* Exercise data:

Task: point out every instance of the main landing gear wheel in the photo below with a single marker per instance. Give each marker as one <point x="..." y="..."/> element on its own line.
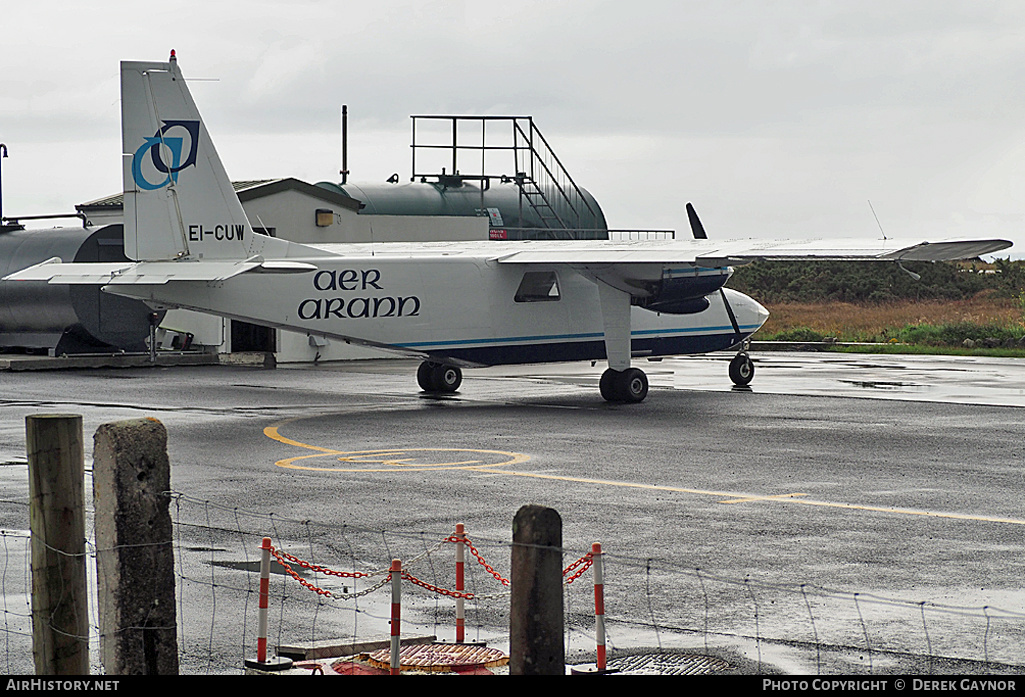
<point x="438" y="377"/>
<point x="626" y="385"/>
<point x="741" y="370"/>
---
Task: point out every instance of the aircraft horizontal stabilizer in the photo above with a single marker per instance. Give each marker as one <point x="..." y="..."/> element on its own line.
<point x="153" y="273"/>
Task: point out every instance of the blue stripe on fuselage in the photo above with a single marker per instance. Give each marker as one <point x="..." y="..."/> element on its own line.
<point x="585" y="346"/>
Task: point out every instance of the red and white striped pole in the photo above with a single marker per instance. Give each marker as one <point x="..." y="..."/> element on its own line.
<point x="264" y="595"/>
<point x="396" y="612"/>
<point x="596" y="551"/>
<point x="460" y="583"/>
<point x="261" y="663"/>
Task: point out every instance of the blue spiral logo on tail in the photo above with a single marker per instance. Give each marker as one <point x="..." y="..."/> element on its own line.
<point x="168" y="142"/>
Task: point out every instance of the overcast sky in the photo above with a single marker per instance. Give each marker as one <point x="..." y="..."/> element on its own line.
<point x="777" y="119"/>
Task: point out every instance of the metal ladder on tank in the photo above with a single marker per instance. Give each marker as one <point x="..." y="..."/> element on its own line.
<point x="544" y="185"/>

* Work to do: List each line in the entries above that contains the string "blue", copying every such line in full.

* Response:
Task: point out every instance of the blue stripe on fuselage in the photo above with a single marker per instance. Give each marker as one <point x="..." y="..."/> element on its own line.
Task: point out every instance of the blue spiral logo on tail in the photo above with a single marker per instance. Give each marker as one <point x="..." y="..."/> element on its own line.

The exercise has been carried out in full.